*SOURCE TEXT*.

— Begin —

10 Amazing Robots Built Without Modern Technology
The word “robot” was first coined by Karel Capek in the sci-fi play R.U.R. (“Rossum’s Universal Robots”) to describe an artificial human. It is derived from the Czech word robotnik, meaning “worker.”
Modern robots have kept pace with the digital revolution and advances in artificial intelligence. But basic analog mechanisms that mimic human or animal actions have a long history. Even if you have little or no interest in robotics, these ancient devices mesmerize with their ingenuity. Designed without the benefit of electricity or precision equipment, they are a testament to humanity’s boundless creativity.
10The Moving Statues
Ancient literature is replete with tales of artificial humans. Prominent among these are references to android serving girls in Homer’s Iliad and moving statues crafted by Daedalus, father of the legendary Icarus. The Greeks also relate that the god Hephaistos gave King Minos of Crete a giant metal man named Talos, who defended his kingdom. Talos was nearly indestructible, and its only vulnerability was its ankle, where a pipe carrying fluid ran close to the metal skin. Talos was destroyed when the ankle was punctured and the pipe was cut.
Stories of moving statues in ancient Egypt include one made by priests of Ammon around 1100 B.C. It reportedly chose the next pharaoh by stretching out its arm and selecting a male member of the royal family. Moving statues were obviously very useful as religious propaganda. In Egypt, they were considered the vessels through which the soul was reincarnated.
These machines may have been more than myth. Written documents reveal that ancient Egyptians had enough knowledge of elementary principles of mechanics to build non-digital robots, or automata. The usual method employed an elaborate system of ropes and pulleys. A sacred flame would be lit, heating and expanding the air, thus activating the system.

— End —

*ENTRIES PROVIDED*.
— Begin —

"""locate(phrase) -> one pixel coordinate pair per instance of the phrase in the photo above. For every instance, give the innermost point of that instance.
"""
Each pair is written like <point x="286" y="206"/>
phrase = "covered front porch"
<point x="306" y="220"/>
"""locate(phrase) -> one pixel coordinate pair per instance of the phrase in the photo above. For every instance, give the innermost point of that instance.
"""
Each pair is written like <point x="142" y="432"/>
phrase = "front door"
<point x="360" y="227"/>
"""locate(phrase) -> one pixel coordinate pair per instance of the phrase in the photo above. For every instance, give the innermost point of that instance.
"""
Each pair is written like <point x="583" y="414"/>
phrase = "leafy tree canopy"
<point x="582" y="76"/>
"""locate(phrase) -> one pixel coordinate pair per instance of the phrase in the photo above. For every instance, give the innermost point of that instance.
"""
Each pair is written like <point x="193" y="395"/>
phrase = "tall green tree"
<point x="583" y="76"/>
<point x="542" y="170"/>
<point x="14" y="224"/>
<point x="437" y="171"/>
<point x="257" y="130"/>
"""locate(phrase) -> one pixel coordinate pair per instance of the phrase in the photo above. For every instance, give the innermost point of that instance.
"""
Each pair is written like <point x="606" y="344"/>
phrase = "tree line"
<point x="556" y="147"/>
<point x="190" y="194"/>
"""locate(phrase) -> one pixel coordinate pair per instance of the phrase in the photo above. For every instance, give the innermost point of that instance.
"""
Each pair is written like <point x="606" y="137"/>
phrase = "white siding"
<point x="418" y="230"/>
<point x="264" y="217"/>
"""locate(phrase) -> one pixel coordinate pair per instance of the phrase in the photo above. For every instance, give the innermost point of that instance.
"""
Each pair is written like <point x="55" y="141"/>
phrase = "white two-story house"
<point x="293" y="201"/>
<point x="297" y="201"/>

— End —

*TASKS TO CARRY OUT*.
1/ From the article on ancient robots, retype the passage between "Stories of moving" and "soul was reincarnated.", inclusive.
2/ Translate this sentence from the article on ancient robots into Spanish: "Talos was destroyed when the ankle was punctured and the pipe was cut."

*TASK RESULTS*.
1/
Stories of moving statues in ancient Egypt include one made by priests of Ammon around 1100 B.C. It reportedly chose the next pharaoh by stretching out its arm and selecting a male member of the royal family. Moving statues were obviously very useful as religious propaganda. In Egypt, they were considered the vessels through which the soul was reincarnated.

2/ Talos fue destruido cuando se le perforó el tobillo y se cortó la tubería.